• Exercise requirements:
Show each line of the data below that contains the string "waffle". Case counts.

** START Data shown **

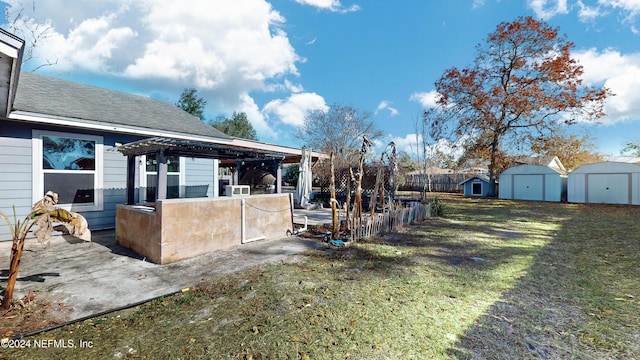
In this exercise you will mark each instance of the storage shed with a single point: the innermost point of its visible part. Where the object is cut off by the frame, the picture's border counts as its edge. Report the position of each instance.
(606, 182)
(532, 182)
(476, 186)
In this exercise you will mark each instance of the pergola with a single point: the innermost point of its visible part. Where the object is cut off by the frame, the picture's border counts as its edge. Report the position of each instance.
(161, 148)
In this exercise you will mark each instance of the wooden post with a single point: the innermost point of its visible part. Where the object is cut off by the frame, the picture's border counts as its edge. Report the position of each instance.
(161, 178)
(16, 254)
(333, 201)
(131, 179)
(374, 193)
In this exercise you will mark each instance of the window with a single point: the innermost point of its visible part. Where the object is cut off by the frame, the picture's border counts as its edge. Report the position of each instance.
(174, 177)
(476, 188)
(70, 165)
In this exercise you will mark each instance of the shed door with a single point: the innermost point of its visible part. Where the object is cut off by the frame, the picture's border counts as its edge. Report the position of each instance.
(608, 188)
(528, 187)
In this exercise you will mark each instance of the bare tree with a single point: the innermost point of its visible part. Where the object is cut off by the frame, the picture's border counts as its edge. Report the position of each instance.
(339, 130)
(32, 33)
(522, 86)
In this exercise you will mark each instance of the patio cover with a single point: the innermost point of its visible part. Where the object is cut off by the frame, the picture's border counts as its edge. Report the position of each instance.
(162, 148)
(197, 149)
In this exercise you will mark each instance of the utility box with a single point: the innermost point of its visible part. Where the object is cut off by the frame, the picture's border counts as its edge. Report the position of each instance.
(236, 190)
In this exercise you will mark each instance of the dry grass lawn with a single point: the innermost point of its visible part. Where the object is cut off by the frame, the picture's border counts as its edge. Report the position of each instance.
(491, 279)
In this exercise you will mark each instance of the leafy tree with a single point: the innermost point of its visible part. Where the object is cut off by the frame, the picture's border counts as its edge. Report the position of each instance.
(291, 176)
(340, 129)
(522, 86)
(238, 125)
(192, 103)
(573, 150)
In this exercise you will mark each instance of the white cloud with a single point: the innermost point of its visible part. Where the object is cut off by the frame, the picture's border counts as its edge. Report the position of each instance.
(477, 4)
(331, 5)
(426, 99)
(162, 46)
(386, 105)
(293, 110)
(588, 13)
(546, 9)
(618, 72)
(408, 143)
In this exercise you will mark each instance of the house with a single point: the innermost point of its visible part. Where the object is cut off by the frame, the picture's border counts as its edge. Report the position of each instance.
(477, 185)
(66, 137)
(607, 182)
(532, 182)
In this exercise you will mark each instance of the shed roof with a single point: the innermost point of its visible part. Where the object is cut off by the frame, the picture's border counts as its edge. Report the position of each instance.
(607, 167)
(85, 104)
(531, 170)
(479, 177)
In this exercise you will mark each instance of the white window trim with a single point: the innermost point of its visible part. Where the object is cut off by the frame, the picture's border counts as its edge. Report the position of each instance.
(481, 188)
(143, 176)
(38, 173)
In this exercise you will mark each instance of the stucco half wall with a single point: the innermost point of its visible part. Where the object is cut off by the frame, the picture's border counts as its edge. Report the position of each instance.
(176, 229)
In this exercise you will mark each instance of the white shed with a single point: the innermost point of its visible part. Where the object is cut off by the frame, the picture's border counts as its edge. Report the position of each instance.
(532, 182)
(606, 182)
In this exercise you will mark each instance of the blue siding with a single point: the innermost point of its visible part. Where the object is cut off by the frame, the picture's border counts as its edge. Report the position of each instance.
(16, 182)
(15, 186)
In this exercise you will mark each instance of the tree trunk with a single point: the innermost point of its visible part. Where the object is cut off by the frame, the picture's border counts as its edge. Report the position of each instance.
(357, 206)
(348, 198)
(16, 254)
(492, 168)
(332, 190)
(374, 194)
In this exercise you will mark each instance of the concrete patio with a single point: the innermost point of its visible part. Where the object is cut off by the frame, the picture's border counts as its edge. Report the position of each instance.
(89, 278)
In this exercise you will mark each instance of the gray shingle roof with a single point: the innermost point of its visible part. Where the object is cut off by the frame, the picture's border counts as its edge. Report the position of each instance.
(90, 104)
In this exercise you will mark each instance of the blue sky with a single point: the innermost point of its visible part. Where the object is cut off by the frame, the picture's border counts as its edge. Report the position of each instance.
(276, 60)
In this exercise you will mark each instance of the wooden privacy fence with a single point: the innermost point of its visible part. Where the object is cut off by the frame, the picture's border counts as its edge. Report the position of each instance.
(380, 223)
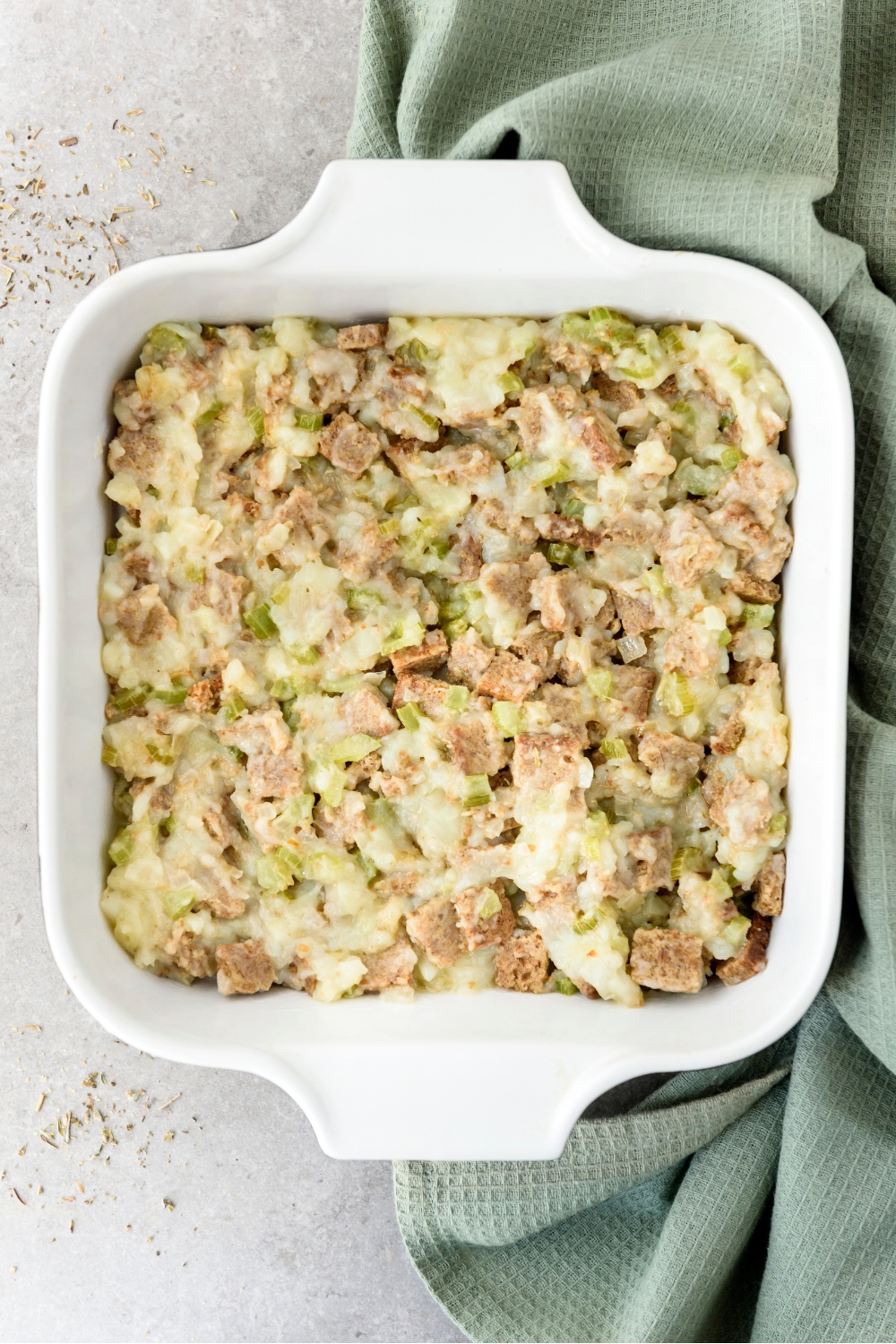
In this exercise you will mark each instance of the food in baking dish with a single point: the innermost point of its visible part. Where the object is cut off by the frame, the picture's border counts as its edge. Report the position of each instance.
(441, 655)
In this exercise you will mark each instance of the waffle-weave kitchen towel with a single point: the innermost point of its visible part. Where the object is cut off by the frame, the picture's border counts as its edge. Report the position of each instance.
(755, 1201)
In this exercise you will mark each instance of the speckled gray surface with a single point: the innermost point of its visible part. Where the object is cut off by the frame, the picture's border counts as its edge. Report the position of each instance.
(266, 1238)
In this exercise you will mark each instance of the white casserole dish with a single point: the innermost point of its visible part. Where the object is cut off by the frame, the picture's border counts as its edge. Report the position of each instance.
(495, 1075)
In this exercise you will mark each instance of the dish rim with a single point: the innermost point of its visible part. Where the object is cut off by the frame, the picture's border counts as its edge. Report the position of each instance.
(296, 245)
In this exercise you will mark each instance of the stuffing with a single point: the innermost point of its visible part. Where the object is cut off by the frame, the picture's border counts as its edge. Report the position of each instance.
(366, 336)
(349, 445)
(509, 677)
(422, 658)
(469, 659)
(435, 927)
(244, 968)
(665, 959)
(521, 962)
(770, 886)
(751, 959)
(686, 547)
(484, 916)
(366, 613)
(474, 746)
(546, 761)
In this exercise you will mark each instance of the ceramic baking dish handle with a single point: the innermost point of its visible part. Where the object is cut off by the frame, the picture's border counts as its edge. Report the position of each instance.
(403, 220)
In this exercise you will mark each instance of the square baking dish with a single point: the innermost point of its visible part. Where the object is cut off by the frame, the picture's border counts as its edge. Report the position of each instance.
(495, 1075)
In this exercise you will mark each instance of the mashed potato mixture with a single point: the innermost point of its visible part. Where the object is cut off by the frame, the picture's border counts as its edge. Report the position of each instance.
(441, 655)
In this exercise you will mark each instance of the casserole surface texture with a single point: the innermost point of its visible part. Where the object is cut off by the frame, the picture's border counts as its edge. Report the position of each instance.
(487, 1075)
(418, 633)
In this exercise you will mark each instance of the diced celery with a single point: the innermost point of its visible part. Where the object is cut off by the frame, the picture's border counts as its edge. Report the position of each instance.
(360, 599)
(233, 709)
(340, 685)
(656, 580)
(729, 457)
(405, 634)
(454, 629)
(260, 623)
(511, 384)
(121, 847)
(277, 870)
(333, 788)
(410, 715)
(597, 824)
(632, 647)
(551, 473)
(559, 553)
(610, 330)
(452, 609)
(599, 682)
(209, 416)
(489, 905)
(366, 865)
(685, 414)
(177, 695)
(381, 812)
(508, 718)
(309, 419)
(477, 790)
(158, 754)
(297, 809)
(675, 695)
(177, 902)
(670, 339)
(354, 747)
(758, 615)
(413, 352)
(134, 696)
(614, 749)
(161, 338)
(430, 421)
(290, 687)
(699, 480)
(575, 327)
(595, 831)
(685, 860)
(719, 884)
(563, 984)
(457, 699)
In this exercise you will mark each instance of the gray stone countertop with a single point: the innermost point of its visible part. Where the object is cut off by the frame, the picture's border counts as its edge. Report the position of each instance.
(211, 1215)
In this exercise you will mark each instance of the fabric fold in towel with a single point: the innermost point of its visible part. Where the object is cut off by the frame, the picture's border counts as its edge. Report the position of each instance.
(755, 1201)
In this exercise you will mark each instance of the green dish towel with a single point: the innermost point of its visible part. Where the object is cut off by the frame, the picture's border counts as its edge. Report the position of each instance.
(755, 1201)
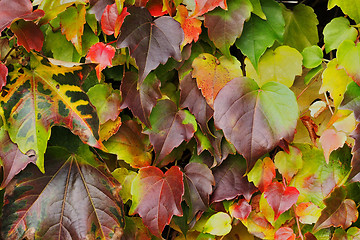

** END Data shown **

• Solution to this task:
In this exercise you will mark each instance of the waffle-weave kitchen towel with a single point: the innermost point of its visible part. Where the object is cut off by the frame, the picture's border counts as its edge. Report the position of each instance.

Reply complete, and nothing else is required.